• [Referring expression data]

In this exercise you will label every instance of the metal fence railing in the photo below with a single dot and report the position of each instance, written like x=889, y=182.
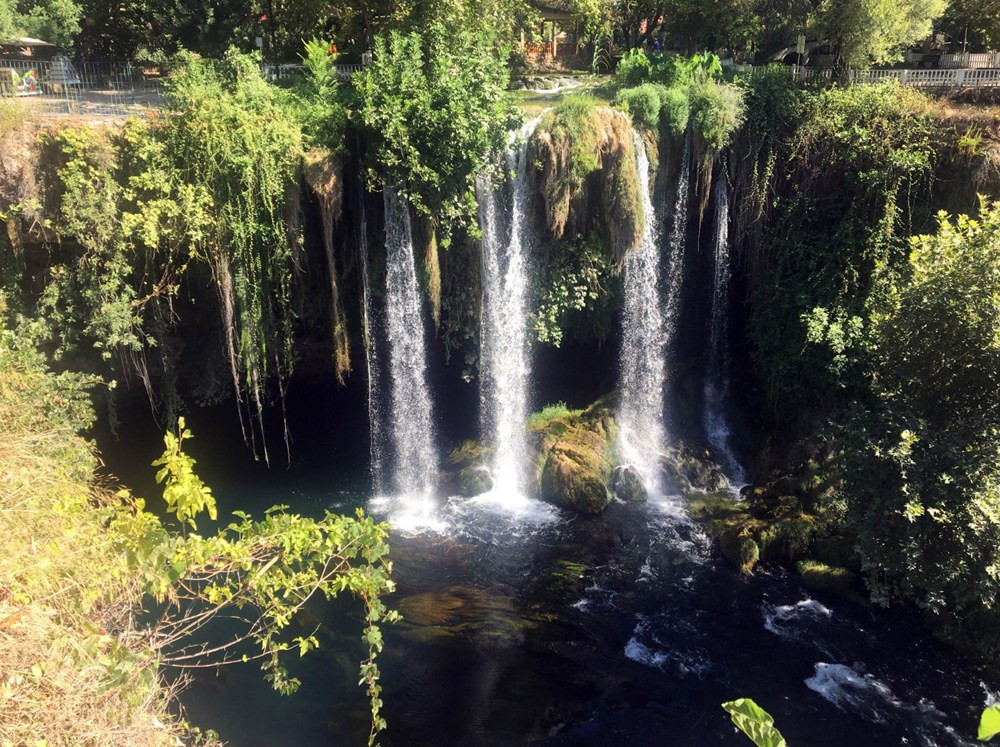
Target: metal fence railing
x=922, y=78
x=61, y=87
x=284, y=72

• [THE TASK] Without copying any images, transcribe the records exactly as they stand.

• [SOLUTION TO THIS TASK]
In this exercise you will label every instance of the metal fence railing in the photo below with a single dot and report the position of each instance, written like x=889, y=182.
Target: metal fence railing
x=922, y=78
x=61, y=87
x=284, y=72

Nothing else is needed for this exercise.